» **Text**:
====

API Endpoint

Leaderboard

Loading leaderboard...

Implementation of

arXiv/bountybench

README

BountyBench

Description

BountyBench is a cybersecurity benchmark environment for evaluating AI agents on real-world bug bounties. Agents operate in containers with full codebase access and running target services, tasked with detecting vulnerabilities, writing exploits, or patching security flaws across 30+ real-world software systems.

Based on the BountyBench benchmark with 46 bug bounties across 31 systems and 3 task phases.

Capabilities

Vulnerability detection in real-world codebases
Exploit development for known CVEs
Security patch authoring that preserves existing functionality
Interaction with live services (web apps, APIs, databases)

Compute Requirements

Each task runs in a dedicated sandbox container with:

1 vCPU, 2 GB RAM
Network access (for service-based systems)

====

» **Data**:
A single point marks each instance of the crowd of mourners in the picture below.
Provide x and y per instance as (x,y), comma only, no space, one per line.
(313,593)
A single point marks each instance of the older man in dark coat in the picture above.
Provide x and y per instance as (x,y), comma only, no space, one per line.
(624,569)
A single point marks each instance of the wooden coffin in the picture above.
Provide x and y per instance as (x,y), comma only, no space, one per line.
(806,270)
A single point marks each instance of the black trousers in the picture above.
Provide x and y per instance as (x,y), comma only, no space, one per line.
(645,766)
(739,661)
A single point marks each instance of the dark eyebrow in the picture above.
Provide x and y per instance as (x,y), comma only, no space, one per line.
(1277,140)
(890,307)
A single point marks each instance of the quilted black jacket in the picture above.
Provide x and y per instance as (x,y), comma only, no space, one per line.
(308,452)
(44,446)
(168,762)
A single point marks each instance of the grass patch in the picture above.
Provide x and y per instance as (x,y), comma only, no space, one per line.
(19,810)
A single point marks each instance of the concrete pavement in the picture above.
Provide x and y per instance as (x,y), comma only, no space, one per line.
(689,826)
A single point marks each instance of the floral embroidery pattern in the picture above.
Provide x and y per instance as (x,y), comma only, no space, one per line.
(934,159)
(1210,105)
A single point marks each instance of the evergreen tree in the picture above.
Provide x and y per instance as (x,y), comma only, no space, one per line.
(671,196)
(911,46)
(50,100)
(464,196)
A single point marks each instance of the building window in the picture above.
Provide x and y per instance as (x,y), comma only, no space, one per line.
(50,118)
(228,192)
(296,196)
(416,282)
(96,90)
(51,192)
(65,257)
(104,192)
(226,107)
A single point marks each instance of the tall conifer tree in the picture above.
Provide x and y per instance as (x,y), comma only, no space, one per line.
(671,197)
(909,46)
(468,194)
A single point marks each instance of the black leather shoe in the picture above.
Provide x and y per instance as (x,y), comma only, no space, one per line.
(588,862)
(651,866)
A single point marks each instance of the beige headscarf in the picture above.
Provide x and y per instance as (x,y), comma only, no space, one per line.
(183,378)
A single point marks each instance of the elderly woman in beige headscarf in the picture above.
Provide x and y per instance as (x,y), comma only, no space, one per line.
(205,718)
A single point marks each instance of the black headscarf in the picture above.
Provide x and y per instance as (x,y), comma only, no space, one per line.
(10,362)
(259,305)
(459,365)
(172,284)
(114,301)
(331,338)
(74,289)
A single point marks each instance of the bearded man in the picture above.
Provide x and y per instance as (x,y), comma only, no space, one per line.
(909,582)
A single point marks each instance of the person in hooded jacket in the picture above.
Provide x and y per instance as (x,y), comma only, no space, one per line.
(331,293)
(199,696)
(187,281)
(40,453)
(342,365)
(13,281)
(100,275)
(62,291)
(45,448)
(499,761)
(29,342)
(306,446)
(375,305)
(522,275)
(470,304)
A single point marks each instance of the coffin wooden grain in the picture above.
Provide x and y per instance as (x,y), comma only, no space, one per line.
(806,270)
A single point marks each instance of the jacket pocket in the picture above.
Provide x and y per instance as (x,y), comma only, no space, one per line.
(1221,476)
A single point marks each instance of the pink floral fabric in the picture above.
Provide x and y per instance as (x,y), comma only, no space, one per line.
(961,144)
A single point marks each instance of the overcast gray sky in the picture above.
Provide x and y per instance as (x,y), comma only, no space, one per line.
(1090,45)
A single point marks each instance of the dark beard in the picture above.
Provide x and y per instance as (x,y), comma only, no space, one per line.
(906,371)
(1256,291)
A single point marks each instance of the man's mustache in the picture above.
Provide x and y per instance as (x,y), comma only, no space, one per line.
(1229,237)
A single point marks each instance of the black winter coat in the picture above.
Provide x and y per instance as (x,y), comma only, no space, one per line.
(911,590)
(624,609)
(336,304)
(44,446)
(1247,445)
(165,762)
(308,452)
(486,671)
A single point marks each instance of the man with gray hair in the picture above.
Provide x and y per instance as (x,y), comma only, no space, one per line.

====

» **Parts of the exercise**:
1/ From the BountyBench page, reproduce the passage between "Description" and "3 task phases.", inclusive, word for word.
2/ According to the BountyBench page, how much RAM does each task's sandbox container have?

» **Task results**:
1/
Description

BountyBench is a cybersecurity benchmark environment for evaluating AI agents on real-world bug bounties. Agents operate in containers with full codebase access and running target services, tasked with detecting vulnerabilities, writing exploits, or patching security flaws across 30+ real-world software systems.

Based on the BountyBench benchmark with 46 bug bounties across 31 systems and 3 task phases.

2/ 2 GB